--- Given exercise ---
Quote exactly, and only, the lines from the one containing "Task: place a pin on each instance of the road curve" through the end of the material below. Skip pictures.

--- Supplied material ---
◇ ◇ ◇ ◇ ◇

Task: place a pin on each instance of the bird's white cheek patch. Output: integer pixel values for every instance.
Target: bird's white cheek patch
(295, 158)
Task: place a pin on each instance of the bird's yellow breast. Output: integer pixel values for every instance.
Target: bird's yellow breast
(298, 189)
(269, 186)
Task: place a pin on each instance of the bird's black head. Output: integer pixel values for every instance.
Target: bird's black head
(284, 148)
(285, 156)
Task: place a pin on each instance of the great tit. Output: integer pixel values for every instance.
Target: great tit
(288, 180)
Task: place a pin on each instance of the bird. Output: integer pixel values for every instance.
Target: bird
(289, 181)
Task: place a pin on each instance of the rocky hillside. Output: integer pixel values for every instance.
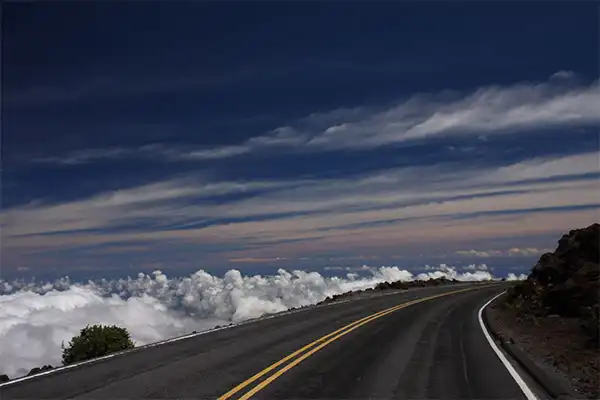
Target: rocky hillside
(564, 283)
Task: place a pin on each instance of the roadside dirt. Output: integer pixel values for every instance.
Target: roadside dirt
(556, 344)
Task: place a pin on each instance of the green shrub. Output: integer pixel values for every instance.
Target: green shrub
(96, 341)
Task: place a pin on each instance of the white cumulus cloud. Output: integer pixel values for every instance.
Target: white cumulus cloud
(36, 317)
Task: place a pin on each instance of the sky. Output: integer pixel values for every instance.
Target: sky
(322, 135)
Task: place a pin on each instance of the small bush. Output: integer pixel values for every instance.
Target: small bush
(96, 341)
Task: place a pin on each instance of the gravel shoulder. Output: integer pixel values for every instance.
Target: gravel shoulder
(555, 344)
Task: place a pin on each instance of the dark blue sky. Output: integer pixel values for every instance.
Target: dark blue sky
(187, 135)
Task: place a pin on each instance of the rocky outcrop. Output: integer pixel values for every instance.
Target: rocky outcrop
(566, 282)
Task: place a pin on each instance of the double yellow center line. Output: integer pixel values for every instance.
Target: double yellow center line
(311, 348)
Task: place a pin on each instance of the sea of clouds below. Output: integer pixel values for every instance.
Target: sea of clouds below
(37, 317)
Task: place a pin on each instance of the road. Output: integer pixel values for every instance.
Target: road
(432, 349)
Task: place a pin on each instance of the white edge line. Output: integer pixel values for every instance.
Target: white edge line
(178, 338)
(515, 375)
(191, 335)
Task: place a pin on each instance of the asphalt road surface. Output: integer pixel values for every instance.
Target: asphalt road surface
(431, 348)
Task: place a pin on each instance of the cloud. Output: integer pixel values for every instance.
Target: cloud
(399, 206)
(36, 317)
(257, 260)
(473, 267)
(519, 108)
(515, 251)
(563, 75)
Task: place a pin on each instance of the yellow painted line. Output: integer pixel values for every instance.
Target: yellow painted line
(328, 339)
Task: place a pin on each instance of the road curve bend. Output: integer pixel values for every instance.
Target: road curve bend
(423, 343)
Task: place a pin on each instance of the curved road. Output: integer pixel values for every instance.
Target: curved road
(432, 348)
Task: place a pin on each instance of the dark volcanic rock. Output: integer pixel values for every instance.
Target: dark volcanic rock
(565, 282)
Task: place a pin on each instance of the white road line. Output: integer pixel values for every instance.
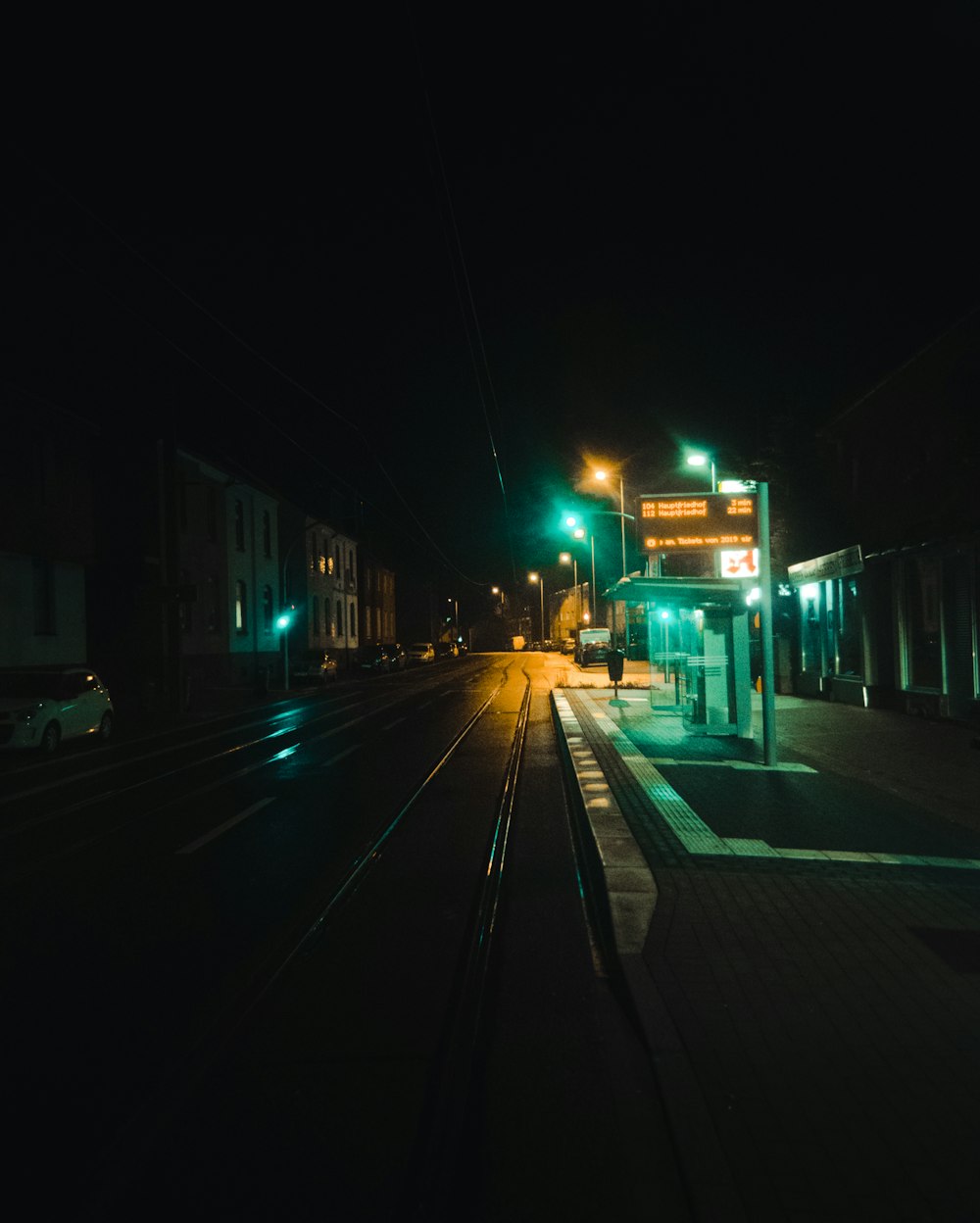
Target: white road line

◇ ◇ ◇ ◇ ◇

--- Problem solution ---
Task: place a pin on each instance of the road curve bend. Output: integer pixel values for every instance.
Target: road curve bend
(423, 343)
Task: place a pin on each instance of the curved road. Output: integer pixel values for every instance.
Target: curved road
(432, 348)
Task: place a pin on each instance of the dark volcanic rock. Output: integer pixel values for every instance.
Target: dark volcanic rock
(565, 282)
Task: place a pin on each instance of the white road line. Output: integer pixel values for every instance.
Target: white road line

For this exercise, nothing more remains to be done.